[SOURCE TEXT Boundary: Start]

1. it is developed by Meta
2. the first release was Oct 2025 (so not reliable yet for use in stable distributions)
3. see warnings on their github. they develop this stuff for their usage (Facebook). They don't guarantee stability/compatibility. So not usable for stable linux distributions
4. and many more...
And sometimes it helps to read the very first chapter of a project description on github:
"It is designed for engineers that deal with large quantities of specialized datasets (like AI workloads for example) and require high speed for their processing pipelines."
Or the offical documentation:
"much stronger ratios than generic compressors, at the speeds required by datacenter workloads."
Due to the small amount of data used in the rpm meta data, there wouldn't be any reallife advantage for using openzl. It has advantages for Meta's use case like data centers and LLMs and other "big" stuff.
Do you know what the data compression/decompression speed of the zstd is? It is 220MB/s compression, 850MB/s decompression. And now tell us what the advantage of even more speed would be for some MB of rpm meta data (and additionally have a look at the typical r/w speed of basic customer HDDs/SSDs...). The biggest meta data file is for the core updates repo with actually 400MB.
thealio wrote:I remember that Arch had great benefits when they switched to Zstandard (zstd)
You may want to read the Mageia 9 release notes.

[SOURCE TEXT Boundary: End]
[INFORMATION PROVIDED Boundary: Start]

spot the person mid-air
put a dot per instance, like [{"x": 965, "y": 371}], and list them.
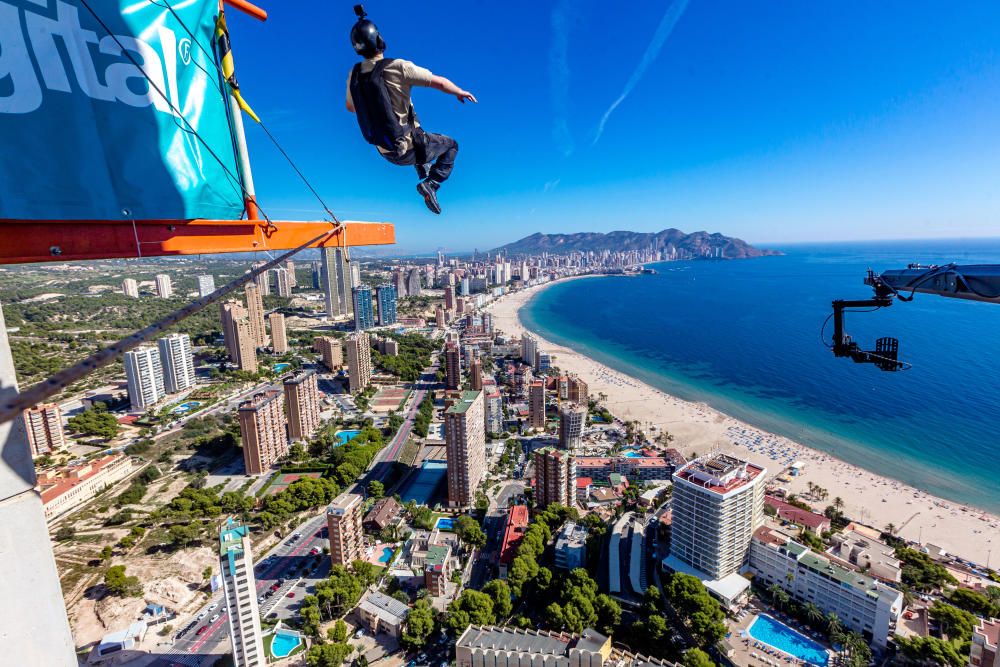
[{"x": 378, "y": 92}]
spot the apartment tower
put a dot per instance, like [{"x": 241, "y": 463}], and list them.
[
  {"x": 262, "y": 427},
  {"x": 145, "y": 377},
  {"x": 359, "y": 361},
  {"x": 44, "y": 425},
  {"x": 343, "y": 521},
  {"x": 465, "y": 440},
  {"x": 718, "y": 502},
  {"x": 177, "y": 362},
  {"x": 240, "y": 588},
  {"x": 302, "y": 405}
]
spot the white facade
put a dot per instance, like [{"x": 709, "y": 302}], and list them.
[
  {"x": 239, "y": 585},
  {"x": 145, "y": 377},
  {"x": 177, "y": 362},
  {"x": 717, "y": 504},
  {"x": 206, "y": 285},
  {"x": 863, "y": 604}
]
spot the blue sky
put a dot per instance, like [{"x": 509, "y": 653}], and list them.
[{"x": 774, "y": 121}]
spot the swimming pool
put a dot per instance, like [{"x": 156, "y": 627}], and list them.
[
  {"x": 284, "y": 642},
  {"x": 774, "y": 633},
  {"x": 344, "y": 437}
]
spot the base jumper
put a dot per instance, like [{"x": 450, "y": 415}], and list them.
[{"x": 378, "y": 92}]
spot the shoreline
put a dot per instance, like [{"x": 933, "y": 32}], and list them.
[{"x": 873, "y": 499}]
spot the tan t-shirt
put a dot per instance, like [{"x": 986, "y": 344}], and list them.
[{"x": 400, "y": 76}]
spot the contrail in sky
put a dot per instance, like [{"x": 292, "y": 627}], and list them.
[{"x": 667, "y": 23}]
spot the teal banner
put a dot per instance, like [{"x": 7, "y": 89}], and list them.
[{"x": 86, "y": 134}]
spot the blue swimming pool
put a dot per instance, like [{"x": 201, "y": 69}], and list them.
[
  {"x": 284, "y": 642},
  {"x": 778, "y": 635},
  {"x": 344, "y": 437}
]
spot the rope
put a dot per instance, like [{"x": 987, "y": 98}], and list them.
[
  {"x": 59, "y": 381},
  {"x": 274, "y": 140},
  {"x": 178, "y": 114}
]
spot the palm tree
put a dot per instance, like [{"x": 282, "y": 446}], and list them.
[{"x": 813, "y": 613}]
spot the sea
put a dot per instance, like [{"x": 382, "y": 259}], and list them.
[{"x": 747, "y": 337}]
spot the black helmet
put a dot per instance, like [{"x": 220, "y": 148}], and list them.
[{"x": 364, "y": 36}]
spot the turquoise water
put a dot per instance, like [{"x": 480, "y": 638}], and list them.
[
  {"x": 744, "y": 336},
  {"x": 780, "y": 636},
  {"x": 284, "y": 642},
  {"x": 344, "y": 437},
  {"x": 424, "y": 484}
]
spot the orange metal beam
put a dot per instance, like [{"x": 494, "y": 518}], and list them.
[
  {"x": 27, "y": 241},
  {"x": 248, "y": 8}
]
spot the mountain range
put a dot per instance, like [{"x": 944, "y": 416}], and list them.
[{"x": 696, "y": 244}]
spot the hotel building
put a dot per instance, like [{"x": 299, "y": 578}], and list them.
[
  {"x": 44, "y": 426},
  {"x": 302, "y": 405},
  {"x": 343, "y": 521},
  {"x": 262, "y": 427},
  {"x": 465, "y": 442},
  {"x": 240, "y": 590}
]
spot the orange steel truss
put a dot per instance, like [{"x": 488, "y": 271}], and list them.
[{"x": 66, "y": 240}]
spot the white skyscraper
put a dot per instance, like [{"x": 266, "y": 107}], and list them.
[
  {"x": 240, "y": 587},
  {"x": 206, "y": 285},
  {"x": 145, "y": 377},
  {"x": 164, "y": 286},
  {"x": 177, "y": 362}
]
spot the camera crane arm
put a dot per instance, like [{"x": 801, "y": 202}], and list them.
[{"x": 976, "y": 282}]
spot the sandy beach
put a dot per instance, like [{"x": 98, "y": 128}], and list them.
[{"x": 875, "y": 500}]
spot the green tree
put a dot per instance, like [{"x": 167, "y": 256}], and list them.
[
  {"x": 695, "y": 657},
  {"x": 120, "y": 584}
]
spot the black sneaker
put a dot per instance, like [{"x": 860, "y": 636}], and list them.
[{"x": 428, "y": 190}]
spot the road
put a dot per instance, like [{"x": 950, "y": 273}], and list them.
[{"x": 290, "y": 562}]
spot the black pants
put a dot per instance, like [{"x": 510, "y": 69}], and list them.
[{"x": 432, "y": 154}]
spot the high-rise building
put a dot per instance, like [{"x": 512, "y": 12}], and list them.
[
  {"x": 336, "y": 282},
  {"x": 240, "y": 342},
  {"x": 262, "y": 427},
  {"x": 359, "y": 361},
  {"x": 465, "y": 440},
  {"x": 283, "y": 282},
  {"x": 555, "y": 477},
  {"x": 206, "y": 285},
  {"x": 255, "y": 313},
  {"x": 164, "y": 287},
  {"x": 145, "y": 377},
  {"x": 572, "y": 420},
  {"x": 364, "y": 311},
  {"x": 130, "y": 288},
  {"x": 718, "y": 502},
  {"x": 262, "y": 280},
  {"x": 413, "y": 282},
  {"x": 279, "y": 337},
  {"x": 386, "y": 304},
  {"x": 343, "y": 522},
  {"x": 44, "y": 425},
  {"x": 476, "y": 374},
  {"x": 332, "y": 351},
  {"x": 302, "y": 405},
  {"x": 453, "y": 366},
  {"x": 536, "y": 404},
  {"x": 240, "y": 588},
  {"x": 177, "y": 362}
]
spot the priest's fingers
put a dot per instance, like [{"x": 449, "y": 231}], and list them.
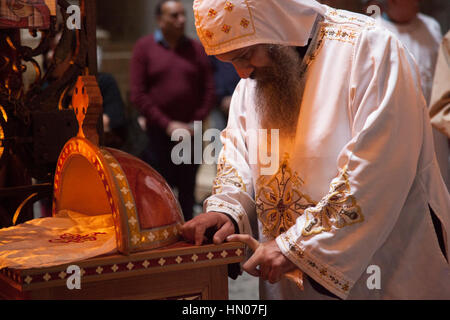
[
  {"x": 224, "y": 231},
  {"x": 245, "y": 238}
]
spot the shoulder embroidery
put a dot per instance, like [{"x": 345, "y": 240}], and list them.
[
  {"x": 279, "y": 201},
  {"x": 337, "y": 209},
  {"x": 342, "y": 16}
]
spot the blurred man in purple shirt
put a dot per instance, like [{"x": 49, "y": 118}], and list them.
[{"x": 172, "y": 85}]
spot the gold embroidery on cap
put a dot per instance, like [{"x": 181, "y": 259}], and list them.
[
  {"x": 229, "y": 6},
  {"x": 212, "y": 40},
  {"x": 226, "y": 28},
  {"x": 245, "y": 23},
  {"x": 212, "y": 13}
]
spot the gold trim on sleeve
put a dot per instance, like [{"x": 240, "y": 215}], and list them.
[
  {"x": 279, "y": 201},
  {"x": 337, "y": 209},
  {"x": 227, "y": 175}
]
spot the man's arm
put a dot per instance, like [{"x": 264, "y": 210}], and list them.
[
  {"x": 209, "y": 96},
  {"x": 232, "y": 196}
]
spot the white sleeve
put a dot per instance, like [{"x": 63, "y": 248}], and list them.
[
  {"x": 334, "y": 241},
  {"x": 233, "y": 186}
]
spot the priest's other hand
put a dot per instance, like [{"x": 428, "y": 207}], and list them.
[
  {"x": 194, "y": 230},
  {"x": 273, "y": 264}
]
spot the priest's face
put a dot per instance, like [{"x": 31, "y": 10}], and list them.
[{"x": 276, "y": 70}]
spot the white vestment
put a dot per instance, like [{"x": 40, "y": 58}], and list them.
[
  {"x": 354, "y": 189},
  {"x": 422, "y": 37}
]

[INFORMATION PROVIDED Boundary: End]

__TASKS TO CARRY OUT__.
(A) List every figure in the post about openzl and rpm metadata that carries a data unit (MB or MB/s), along with what each figure measures.
(B) Echo a section of the post about openzl and rpm metadata word for word. Begin at the words "Do you know" and stop after "9 release notes.".

__TASK-BY-TASK SOLUTIONS__.
(A)
- 220MB/s: the compression speed of zstd
- 850MB/s: the decompression speed of zstd
- 400MB: the size of the biggest metadata file, the one for the core updates repo

(B)
Do you know what the data compression/decompression speed of the zstd is? It is 220MB/s compression, 850MB/s decompression. And now tell us what the advantage of even more speed would be for some MB of rpm meta data (and additionally have a look at the typical r/w speed of basic customer HDDs/SSDs...). The biggest meta data file is for the core updates repo with actually 400MB.
thealio wrote:I remember that Arch had great benefits when they switched to Zstandard (zstd)
You may want to read the Mageia 9 release notes.